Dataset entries
────────────────────────────────────────

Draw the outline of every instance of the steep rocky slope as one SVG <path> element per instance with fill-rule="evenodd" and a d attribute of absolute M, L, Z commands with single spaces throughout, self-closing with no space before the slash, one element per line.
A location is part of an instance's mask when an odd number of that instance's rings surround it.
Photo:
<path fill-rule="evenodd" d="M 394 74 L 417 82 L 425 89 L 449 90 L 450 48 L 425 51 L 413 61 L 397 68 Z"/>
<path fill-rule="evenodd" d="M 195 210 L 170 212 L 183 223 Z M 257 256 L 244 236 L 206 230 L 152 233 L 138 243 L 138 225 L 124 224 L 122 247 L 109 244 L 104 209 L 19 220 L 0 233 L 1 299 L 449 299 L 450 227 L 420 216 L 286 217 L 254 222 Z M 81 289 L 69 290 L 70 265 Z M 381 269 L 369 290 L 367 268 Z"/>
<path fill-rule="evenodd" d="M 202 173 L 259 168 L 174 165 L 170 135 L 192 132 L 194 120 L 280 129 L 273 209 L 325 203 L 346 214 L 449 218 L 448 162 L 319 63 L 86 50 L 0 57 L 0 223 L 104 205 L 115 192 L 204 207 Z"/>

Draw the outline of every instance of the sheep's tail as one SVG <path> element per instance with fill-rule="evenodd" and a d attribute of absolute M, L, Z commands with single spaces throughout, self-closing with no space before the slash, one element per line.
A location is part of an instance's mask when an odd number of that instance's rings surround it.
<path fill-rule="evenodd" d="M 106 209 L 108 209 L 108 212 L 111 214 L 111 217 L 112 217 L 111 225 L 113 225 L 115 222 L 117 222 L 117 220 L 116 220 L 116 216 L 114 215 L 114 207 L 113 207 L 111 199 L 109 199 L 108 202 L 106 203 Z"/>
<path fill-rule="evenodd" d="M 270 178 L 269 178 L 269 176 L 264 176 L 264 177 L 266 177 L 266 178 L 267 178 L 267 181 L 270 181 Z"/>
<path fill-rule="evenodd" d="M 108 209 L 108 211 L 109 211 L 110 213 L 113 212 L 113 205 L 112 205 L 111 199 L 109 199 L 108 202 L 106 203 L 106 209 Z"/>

────────────────────────────────────────

- _EXERCISE INSTRUCTIONS_: Retype all of the records above, keeping them identical.

- _TASK RESULT_:
Draw the outline of every instance of the steep rocky slope as one SVG <path> element per instance with fill-rule="evenodd" and a d attribute of absolute M, L, Z commands with single spaces throughout, self-closing with no space before the slash, one element per line.
A location is part of an instance's mask when an odd number of that instance's rings surround it.
Photo:
<path fill-rule="evenodd" d="M 394 74 L 417 82 L 425 89 L 449 90 L 450 48 L 425 51 L 413 61 L 397 68 Z"/>
<path fill-rule="evenodd" d="M 195 210 L 170 212 L 183 223 Z M 257 256 L 244 236 L 206 230 L 152 233 L 138 243 L 138 225 L 124 224 L 122 247 L 109 244 L 104 209 L 19 220 L 0 233 L 1 299 L 449 299 L 450 227 L 420 216 L 286 217 L 254 222 Z M 81 289 L 69 290 L 70 265 Z M 381 269 L 369 290 L 367 268 Z"/>
<path fill-rule="evenodd" d="M 202 173 L 259 168 L 174 165 L 170 135 L 192 132 L 194 120 L 280 129 L 273 209 L 325 203 L 346 214 L 449 218 L 448 162 L 319 63 L 86 50 L 0 57 L 0 223 L 104 205 L 115 192 L 204 207 Z"/>

Draw the outline of every instance of the sheep's tail as one SVG <path> element per instance with fill-rule="evenodd" and a d attribute of absolute M, L, Z commands with single spaces throughout, self-closing with no space before the slash, one element per line.
A location is part of an instance's mask when an odd number of that instance's rings surround it.
<path fill-rule="evenodd" d="M 106 209 L 108 209 L 108 212 L 111 214 L 111 217 L 112 217 L 111 225 L 113 225 L 115 222 L 117 222 L 117 220 L 116 220 L 116 216 L 114 215 L 114 207 L 113 207 L 111 199 L 109 199 L 108 202 L 106 203 Z"/>
<path fill-rule="evenodd" d="M 270 178 L 269 178 L 269 176 L 264 176 L 264 177 L 266 177 L 266 178 L 267 178 L 267 181 L 270 181 Z"/>
<path fill-rule="evenodd" d="M 108 209 L 108 211 L 109 211 L 110 213 L 113 212 L 113 205 L 112 205 L 111 199 L 109 199 L 108 202 L 106 203 L 106 209 Z"/>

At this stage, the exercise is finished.